TASK STATEMENT = Turn the data from the line with "Can you find the white police" to the line with "pixel 520 427", both ends included, into a JSON list of strings, one string per line. Leave out blank lines.

INFORMATION SHOWN =
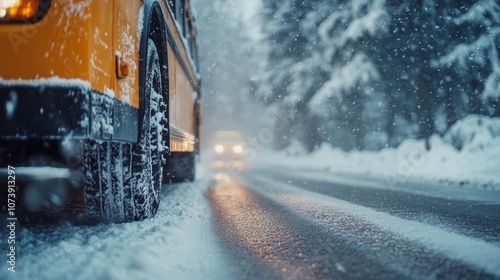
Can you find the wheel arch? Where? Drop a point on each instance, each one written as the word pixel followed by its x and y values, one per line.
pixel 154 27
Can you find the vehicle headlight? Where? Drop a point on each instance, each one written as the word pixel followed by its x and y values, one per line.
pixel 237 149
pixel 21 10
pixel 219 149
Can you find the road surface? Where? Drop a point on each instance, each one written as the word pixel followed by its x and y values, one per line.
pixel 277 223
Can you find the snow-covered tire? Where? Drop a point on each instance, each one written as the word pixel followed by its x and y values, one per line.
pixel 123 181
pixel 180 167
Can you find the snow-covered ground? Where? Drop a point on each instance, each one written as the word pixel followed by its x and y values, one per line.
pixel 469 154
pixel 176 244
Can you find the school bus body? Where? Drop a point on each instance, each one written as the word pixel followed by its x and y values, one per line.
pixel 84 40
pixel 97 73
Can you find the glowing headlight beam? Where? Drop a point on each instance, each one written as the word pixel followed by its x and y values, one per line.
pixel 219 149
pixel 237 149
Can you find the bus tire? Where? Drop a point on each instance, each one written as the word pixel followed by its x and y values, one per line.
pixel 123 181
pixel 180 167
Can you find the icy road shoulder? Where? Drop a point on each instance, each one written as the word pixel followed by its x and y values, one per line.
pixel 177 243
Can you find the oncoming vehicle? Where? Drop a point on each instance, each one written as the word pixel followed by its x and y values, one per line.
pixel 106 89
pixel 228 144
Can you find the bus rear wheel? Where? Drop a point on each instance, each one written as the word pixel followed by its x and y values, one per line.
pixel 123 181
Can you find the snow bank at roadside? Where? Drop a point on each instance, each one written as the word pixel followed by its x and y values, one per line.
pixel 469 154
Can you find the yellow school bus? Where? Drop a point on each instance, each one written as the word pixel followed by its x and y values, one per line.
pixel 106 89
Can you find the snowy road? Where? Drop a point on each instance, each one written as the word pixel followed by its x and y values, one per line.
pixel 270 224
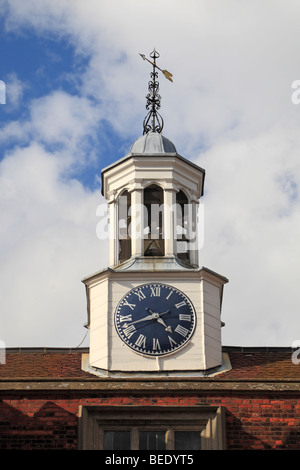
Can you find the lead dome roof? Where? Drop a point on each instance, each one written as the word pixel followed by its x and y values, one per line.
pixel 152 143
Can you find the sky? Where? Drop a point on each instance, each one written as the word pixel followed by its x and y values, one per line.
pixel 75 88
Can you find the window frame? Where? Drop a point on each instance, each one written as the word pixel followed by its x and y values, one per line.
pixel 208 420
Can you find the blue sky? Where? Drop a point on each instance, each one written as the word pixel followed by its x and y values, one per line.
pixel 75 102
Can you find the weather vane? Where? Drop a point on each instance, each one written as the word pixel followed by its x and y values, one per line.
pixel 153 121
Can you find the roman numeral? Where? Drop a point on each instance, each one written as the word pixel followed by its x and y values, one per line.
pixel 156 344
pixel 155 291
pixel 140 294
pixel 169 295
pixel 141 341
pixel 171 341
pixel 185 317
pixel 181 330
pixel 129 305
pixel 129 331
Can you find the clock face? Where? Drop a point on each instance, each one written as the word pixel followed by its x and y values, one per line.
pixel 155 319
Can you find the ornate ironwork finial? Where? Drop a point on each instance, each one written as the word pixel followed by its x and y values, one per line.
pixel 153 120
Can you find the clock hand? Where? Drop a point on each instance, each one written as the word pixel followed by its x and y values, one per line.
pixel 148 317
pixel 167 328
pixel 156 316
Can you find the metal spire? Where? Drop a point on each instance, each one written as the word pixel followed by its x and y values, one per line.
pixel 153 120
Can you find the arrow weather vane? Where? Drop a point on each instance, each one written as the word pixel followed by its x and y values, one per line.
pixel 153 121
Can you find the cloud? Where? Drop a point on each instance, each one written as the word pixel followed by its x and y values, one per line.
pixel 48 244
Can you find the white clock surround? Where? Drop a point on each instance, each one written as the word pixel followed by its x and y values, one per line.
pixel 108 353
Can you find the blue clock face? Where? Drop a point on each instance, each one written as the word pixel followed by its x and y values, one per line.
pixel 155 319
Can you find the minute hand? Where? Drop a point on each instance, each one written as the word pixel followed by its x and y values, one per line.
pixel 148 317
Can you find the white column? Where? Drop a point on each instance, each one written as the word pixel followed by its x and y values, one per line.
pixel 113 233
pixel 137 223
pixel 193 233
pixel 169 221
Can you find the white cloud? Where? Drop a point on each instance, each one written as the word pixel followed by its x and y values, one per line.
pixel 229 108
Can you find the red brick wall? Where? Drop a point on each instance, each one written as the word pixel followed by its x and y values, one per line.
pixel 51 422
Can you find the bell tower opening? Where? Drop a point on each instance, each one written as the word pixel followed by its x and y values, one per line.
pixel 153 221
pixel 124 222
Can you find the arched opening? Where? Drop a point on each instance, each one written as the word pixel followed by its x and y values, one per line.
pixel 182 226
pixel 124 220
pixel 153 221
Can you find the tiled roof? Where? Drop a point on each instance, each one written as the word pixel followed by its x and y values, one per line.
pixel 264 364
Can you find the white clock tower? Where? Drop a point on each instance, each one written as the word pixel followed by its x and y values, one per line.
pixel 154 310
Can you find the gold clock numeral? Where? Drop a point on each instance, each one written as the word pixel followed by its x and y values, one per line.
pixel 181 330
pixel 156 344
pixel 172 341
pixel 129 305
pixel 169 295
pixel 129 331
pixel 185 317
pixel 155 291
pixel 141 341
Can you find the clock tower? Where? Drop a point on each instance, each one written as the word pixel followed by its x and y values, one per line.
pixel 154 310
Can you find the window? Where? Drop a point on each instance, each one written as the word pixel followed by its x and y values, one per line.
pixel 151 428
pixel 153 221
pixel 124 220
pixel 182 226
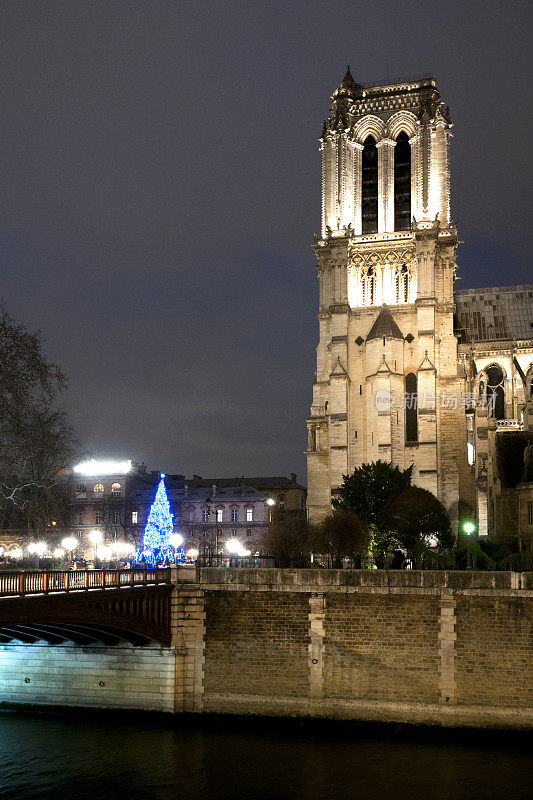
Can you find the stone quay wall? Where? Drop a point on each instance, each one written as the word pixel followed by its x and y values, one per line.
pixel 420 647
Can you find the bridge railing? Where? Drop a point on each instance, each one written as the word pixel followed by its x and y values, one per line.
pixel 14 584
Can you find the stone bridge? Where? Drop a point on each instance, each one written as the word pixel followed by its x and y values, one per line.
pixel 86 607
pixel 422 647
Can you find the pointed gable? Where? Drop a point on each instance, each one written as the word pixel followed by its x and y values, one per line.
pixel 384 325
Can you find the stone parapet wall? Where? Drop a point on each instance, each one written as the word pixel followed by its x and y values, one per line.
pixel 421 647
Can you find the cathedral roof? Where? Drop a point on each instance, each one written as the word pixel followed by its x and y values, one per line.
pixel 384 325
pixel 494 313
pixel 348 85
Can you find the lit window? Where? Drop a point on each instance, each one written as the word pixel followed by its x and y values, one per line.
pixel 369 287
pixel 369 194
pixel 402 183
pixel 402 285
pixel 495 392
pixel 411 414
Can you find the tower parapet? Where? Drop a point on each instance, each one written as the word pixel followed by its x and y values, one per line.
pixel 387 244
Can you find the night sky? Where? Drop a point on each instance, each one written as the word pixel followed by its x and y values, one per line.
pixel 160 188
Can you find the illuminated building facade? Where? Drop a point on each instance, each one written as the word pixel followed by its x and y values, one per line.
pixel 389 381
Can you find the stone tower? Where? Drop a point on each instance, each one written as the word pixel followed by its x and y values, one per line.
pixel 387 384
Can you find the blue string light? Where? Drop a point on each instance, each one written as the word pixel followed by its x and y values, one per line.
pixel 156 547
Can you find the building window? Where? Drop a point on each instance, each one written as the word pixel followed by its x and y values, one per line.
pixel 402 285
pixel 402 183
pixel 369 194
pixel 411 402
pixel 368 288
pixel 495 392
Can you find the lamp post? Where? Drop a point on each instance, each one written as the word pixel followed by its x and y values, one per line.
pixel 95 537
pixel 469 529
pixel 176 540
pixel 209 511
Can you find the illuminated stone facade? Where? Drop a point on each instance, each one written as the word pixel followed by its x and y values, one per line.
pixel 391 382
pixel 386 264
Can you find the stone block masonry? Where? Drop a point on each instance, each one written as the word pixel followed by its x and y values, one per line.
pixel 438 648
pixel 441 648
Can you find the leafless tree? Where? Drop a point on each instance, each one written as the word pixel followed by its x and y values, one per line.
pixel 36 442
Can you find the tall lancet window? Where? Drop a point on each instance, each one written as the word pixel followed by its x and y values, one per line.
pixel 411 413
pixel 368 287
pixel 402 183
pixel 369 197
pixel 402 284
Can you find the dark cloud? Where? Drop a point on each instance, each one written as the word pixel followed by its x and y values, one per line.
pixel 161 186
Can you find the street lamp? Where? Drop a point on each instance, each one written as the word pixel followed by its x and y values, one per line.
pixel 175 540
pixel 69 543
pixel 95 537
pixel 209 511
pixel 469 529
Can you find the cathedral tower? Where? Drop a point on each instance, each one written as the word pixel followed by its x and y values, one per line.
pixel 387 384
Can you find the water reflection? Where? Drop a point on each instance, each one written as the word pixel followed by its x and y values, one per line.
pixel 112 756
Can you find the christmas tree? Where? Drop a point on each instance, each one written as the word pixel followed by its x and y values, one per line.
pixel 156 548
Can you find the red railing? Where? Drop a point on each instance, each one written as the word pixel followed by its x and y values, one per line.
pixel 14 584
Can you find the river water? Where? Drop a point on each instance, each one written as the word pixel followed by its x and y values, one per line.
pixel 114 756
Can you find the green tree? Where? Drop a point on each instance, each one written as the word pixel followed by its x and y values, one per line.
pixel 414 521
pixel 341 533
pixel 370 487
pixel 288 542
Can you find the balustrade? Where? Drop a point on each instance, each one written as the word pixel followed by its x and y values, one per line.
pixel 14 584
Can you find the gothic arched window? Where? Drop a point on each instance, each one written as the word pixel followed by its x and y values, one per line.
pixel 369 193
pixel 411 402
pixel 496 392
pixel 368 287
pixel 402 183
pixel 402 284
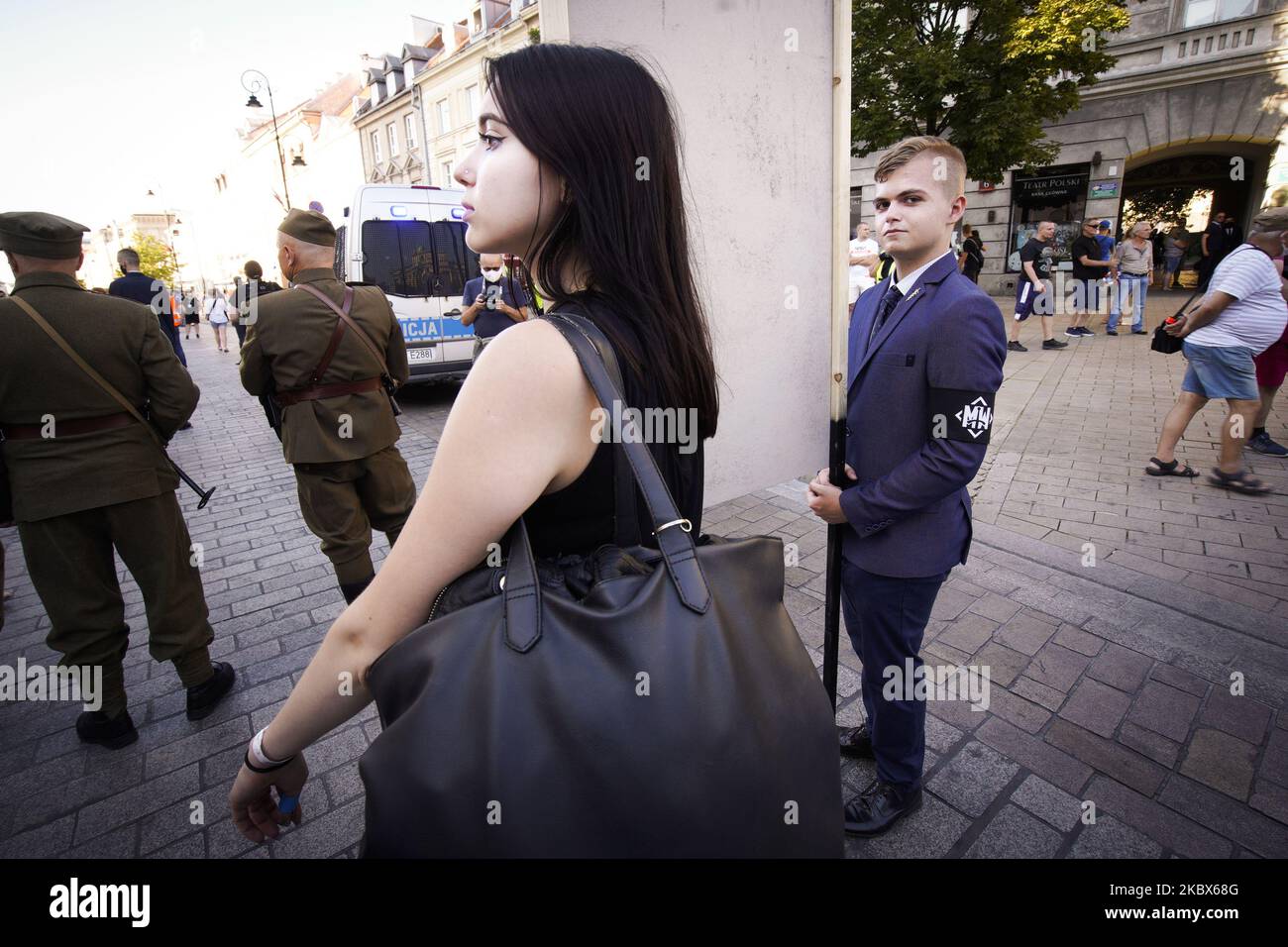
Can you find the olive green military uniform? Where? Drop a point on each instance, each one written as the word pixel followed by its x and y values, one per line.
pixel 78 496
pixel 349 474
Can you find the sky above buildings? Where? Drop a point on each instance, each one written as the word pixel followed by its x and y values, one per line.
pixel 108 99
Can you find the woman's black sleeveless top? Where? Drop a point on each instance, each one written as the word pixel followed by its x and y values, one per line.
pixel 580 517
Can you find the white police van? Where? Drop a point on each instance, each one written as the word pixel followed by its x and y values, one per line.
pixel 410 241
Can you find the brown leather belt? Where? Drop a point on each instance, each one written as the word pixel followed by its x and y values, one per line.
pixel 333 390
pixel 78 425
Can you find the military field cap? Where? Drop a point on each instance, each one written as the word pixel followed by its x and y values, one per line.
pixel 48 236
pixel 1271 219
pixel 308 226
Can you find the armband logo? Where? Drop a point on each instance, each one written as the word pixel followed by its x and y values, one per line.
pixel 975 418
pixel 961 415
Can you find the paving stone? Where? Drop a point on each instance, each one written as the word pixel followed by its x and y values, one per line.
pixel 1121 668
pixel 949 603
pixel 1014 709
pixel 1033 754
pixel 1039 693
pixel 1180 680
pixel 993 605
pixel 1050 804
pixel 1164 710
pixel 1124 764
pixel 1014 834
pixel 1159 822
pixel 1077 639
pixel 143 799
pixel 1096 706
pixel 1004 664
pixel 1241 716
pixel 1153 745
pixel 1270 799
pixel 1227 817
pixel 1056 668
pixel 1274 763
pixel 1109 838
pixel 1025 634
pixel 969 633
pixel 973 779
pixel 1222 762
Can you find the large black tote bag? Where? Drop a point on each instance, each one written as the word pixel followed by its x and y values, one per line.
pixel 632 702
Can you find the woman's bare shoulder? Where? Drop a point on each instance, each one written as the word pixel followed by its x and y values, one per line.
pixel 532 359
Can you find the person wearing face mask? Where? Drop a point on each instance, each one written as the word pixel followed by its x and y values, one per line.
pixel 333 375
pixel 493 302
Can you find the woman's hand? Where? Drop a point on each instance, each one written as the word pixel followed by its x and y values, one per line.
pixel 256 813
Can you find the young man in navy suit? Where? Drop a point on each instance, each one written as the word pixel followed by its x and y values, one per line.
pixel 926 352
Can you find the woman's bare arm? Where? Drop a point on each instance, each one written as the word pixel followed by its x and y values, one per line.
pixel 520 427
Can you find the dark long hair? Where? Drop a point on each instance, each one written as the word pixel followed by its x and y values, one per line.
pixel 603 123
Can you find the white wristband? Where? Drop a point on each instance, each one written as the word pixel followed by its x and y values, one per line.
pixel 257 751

ANSWER TO THIS EXERCISE =
[
  "Can you find the white police van? Where? Drop a point on each instance, each one written as the word pixel followed by its x and y values, one per line.",
  "pixel 410 241",
  "Can you find the brown leather belt? Where? Drop a point on each instance, each one written as the word pixel followed by its x and y values, one per line.",
  "pixel 333 390",
  "pixel 78 425",
  "Can you find the military field cap? Where? Drop a point on each instance, each one written as the word pixel followed by its x and y values, one per line.",
  "pixel 48 236",
  "pixel 1271 219",
  "pixel 308 226",
  "Can you find the armband logo? Where? Drop a point on each instance, each one written as the word pixel followed by its x and y values, one per line.",
  "pixel 975 418",
  "pixel 961 415",
  "Can you find the paving stone? Where? Drop a point on each instance, each one written as the word pixel followed by its x and y values, one per line.",
  "pixel 1121 668",
  "pixel 949 603",
  "pixel 1014 709",
  "pixel 1033 754",
  "pixel 1039 693",
  "pixel 1180 680",
  "pixel 993 605",
  "pixel 1050 804",
  "pixel 1164 710",
  "pixel 1124 764",
  "pixel 1014 834",
  "pixel 1159 822",
  "pixel 1077 639",
  "pixel 143 799",
  "pixel 1096 706",
  "pixel 1004 664",
  "pixel 1241 716",
  "pixel 1153 745",
  "pixel 1270 799",
  "pixel 1227 817",
  "pixel 1056 668",
  "pixel 1274 763",
  "pixel 1109 838",
  "pixel 1025 634",
  "pixel 969 633",
  "pixel 973 779",
  "pixel 1222 762",
  "Can you find the large black tote bag? Where? Drop a point on each instance, each one written as the word pixel followed by its x and y values, one per line.",
  "pixel 632 702",
  "Can you find the woman's bare shoulder? Where? Drop a point on each instance, each one written as the word pixel followed by its x and y values, one per line.",
  "pixel 532 359",
  "Can you find the person wearing face mask? Where? Drop a point on each instance, each one written as the word pixel followed by its x and y values, one per line.",
  "pixel 333 375",
  "pixel 493 302",
  "Can you find the woman's hand? Where? Drop a point on each instance, each one written as the word pixel followed by its x and y values, one per line.",
  "pixel 256 813",
  "Can you find the young man in navy suit? Where? Drop a point on each instance, each one written as the word pixel followed by its x and y values, one per line.",
  "pixel 926 352",
  "Can you find the woman's bare arm? Where? Drop a point on each instance, each one written as the word pixel followed by its x and y values, one per line.",
  "pixel 520 427"
]